- READING PASSAGE
## BEGIN
Closed GoogleCodeExporter closed 9 years ago
FWIW, chromium encountered this issue too. I had to change the default to 0 in
our branch of tcmalloc.
Original comment by willchan@chromium.org
on 2 Jun 2010 at 5:38
If you're not doing any fancy stuff, consider using -ltcmalloc_minimal. It's
smaller,
and -- if I coded it right -- doesn't do any sampling in tcmalloc.
I'll talk it over here about defaulting the sample parameter to 0 even for
non-minimal
libtcmalloc.
Original comment by csilv...@gmail.com
on 2 Jun 2010 at 7:00
Also, a 1.5x speedup is very surprising to us. The sampling code has been made
more
effective since tcmalloc 0.8. It's true we still sample by default, but you
may find
the overhead in tcmalloc 1.5 is significantly lower. If you're able to try it
out,
I'd be interested to hear what you find.
Original comment by csilv...@gmail.com
on 2 Jun 2010 at 8:08
We currently use -ltcmalloc_minimal and still see this issue. We'll try 1.5 and
let you know what we see.
## END
- DO THIS
In the tcmalloc thread above, what did the Chromium commenter change the default to in their branch of tcmalloc? The items are separate material, apart from the tcmalloc thread.

- DATA PROVIDED
## BEGIN
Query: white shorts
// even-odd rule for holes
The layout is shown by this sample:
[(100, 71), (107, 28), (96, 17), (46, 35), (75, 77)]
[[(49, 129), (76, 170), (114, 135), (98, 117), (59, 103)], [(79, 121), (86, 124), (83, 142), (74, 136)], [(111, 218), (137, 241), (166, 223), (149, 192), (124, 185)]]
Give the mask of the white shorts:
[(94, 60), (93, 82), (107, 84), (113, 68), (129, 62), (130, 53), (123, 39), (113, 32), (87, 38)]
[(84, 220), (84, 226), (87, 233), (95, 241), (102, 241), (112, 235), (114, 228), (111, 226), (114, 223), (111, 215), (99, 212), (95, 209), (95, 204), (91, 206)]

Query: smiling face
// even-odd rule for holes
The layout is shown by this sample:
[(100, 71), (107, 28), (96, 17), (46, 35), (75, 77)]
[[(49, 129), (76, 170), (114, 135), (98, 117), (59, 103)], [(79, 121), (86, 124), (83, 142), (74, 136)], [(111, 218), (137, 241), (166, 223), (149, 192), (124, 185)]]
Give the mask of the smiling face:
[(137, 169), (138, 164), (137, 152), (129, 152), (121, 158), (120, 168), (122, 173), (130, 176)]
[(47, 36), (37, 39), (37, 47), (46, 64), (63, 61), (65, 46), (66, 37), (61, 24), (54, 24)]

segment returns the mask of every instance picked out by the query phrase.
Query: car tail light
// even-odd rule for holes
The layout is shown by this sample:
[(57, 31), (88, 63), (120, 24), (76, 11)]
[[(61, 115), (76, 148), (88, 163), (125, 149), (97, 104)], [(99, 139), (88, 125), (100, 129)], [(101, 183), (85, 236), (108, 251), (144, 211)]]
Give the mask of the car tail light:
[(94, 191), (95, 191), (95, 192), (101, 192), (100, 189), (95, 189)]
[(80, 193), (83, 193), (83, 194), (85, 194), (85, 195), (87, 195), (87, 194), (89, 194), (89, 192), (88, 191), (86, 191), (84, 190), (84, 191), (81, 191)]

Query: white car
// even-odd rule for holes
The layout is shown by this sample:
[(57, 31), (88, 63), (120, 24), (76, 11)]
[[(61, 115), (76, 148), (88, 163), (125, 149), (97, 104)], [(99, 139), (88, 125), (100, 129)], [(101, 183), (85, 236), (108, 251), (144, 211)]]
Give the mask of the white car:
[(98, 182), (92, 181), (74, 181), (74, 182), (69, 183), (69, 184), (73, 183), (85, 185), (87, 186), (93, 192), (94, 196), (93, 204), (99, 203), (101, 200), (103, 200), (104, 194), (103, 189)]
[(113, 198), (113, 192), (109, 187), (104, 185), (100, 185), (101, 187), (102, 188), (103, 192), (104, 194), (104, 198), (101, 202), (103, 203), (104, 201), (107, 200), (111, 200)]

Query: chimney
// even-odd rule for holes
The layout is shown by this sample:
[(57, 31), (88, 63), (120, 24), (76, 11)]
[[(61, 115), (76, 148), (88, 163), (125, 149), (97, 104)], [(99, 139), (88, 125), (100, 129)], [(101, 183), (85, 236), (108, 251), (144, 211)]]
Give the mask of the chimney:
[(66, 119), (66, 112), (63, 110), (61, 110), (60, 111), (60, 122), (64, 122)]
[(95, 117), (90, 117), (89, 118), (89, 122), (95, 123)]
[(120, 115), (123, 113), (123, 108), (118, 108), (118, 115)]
## END
- EXERCISE ANSWER
They changed the default to 0.